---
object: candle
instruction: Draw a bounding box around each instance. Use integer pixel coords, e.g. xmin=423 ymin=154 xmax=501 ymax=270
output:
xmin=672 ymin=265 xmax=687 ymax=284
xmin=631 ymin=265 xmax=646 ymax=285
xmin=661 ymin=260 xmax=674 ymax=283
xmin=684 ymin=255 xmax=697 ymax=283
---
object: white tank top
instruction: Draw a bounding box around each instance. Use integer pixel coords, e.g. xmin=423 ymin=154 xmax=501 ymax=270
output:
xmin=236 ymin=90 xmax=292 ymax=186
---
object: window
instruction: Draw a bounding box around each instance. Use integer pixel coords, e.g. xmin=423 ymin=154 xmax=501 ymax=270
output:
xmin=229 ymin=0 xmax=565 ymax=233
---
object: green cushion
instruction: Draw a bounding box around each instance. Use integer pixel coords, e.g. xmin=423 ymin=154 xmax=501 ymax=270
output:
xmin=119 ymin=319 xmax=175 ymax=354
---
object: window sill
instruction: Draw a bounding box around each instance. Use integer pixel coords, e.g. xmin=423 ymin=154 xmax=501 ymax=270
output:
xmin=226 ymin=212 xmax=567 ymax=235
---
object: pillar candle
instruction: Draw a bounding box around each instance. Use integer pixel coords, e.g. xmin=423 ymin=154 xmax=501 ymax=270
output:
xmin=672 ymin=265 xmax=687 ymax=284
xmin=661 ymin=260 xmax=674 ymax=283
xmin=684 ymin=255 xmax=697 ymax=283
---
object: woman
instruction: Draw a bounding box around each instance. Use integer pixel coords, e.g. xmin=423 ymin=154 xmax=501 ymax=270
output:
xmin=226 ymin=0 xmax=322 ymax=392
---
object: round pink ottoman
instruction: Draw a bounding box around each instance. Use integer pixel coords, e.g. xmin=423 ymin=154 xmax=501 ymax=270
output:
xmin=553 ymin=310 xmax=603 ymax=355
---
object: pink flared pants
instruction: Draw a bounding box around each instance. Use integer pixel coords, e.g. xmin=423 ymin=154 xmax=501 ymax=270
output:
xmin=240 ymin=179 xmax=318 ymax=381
··········
** Exercise requirements **
Write out the data exactly as it stands.

** Solution **
---
object: candle
instruction: Draw a bounding box around each instance. Use integer pixel coords, e.g. xmin=423 ymin=154 xmax=501 ymax=270
output:
xmin=672 ymin=265 xmax=687 ymax=284
xmin=631 ymin=265 xmax=646 ymax=285
xmin=661 ymin=260 xmax=674 ymax=283
xmin=684 ymin=255 xmax=697 ymax=283
---
object: white tank top
instruction: Draw a bounding box around each instance. Use integer pixel coords, e.g. xmin=423 ymin=154 xmax=501 ymax=270
output:
xmin=236 ymin=90 xmax=292 ymax=186
---
object: window
instruction: Draw a bounding box around each instance. Use integer pixel coords, e.g. xmin=423 ymin=154 xmax=501 ymax=270
output:
xmin=229 ymin=0 xmax=565 ymax=233
---
object: green cushion
instruction: Draw a bounding box around each instance. Use integer pixel coords, e.g. xmin=423 ymin=154 xmax=501 ymax=270
output:
xmin=119 ymin=319 xmax=175 ymax=354
---
object: window sill
instruction: Draw a bounding box around each instance. Use integer pixel coords, e.g. xmin=423 ymin=154 xmax=501 ymax=270
output:
xmin=226 ymin=212 xmax=567 ymax=235
---
object: pillar candle
instruction: Draw a bounding box around each instance. Use integer pixel coords, e.g. xmin=423 ymin=154 xmax=501 ymax=270
output:
xmin=672 ymin=265 xmax=687 ymax=284
xmin=661 ymin=260 xmax=674 ymax=283
xmin=684 ymin=255 xmax=697 ymax=283
---
object: woman
instruction: Draw a bounding box around each instance. Use integer pixel coords, e.g. xmin=423 ymin=154 xmax=501 ymax=270
output:
xmin=226 ymin=0 xmax=322 ymax=392
---
object: round pink ottoman
instruction: Draw a bounding box around each instance. Use integer pixel coords, e.g. xmin=423 ymin=154 xmax=501 ymax=270
output:
xmin=553 ymin=310 xmax=603 ymax=355
---
object: pink flared pants
instruction: Draw a bounding box around each instance. Use integer pixel coords, e.g. xmin=423 ymin=154 xmax=501 ymax=270
output:
xmin=240 ymin=179 xmax=318 ymax=381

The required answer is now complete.